* Description of the task
Copy each of the lines below word for word, leaving out the pictures.

* Data rows
+ + +
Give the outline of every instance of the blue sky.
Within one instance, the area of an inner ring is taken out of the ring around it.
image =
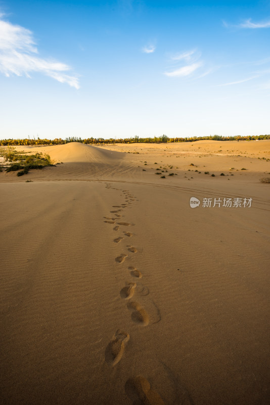
[[[270,0],[0,1],[0,138],[270,133]]]

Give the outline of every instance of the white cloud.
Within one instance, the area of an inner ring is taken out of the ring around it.
[[[192,63],[191,65],[187,65],[186,66],[181,67],[180,69],[177,69],[176,70],[173,70],[172,72],[165,72],[164,74],[166,74],[166,76],[168,76],[170,77],[189,76],[202,65],[202,62]]]
[[[39,57],[35,45],[31,31],[0,20],[0,72],[7,77],[11,74],[30,77],[30,73],[39,72],[79,89],[78,78],[66,73],[70,67]]]
[[[251,19],[246,20],[239,26],[243,28],[270,28],[270,20],[264,22],[251,22]]]
[[[247,79],[244,79],[243,80],[239,80],[238,82],[231,82],[230,83],[224,83],[223,85],[217,85],[218,86],[231,86],[231,85],[238,85],[240,83],[244,83],[245,82],[248,82],[249,80],[252,80],[252,79],[254,79],[256,77],[257,77],[258,76],[252,76],[251,77],[248,77]]]
[[[193,50],[192,51],[189,51],[187,52],[184,52],[183,54],[179,54],[178,55],[175,55],[174,56],[172,56],[171,59],[172,60],[185,60],[186,62],[189,62],[191,58],[192,55],[194,55],[194,53],[196,52],[196,50]]]
[[[143,52],[145,54],[152,54],[156,50],[156,47],[154,45],[149,45],[148,46],[144,47],[143,49]]]

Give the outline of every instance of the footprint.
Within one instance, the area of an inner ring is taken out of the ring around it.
+ + +
* Solution to this problem
Give the outline of every instance of the blue sky.
Within one instance, the area of an inner ring is taken out of the ring around it.
image =
[[[270,0],[0,1],[0,138],[270,133]]]

Give the outline of every instance of the white cloud.
Within one instance, the area of an inner ring is taken out of the ring around it.
[[[192,63],[191,65],[187,65],[186,66],[181,67],[180,69],[177,69],[176,70],[173,70],[172,72],[165,72],[164,74],[166,74],[166,76],[168,76],[170,77],[189,76],[202,65],[202,62]]]
[[[39,57],[35,45],[31,31],[0,20],[0,72],[7,77],[11,74],[30,77],[30,73],[39,72],[79,89],[78,78],[66,73],[70,67]]]
[[[251,19],[246,20],[239,26],[243,28],[270,28],[270,20],[264,22],[251,22]]]
[[[247,79],[244,79],[243,80],[239,80],[238,82],[231,82],[230,83],[224,83],[223,85],[217,85],[218,86],[231,86],[231,85],[238,85],[240,83],[244,83],[245,82],[248,82],[249,80],[252,80],[252,79],[254,79],[256,77],[257,77],[258,76],[252,76],[251,77],[248,77]]]
[[[193,50],[192,51],[189,51],[187,52],[184,52],[183,54],[179,54],[178,55],[175,55],[174,56],[172,56],[171,59],[172,60],[185,60],[186,62],[189,62],[191,58],[192,55],[194,55],[194,53],[196,52],[196,50]]]
[[[143,52],[145,54],[152,54],[156,50],[156,47],[154,45],[149,45],[148,46],[144,47],[143,49]]]

Give the outline of every instance of the footprint.
Within one instance, the area of an inner ring is taken out of the ring around it.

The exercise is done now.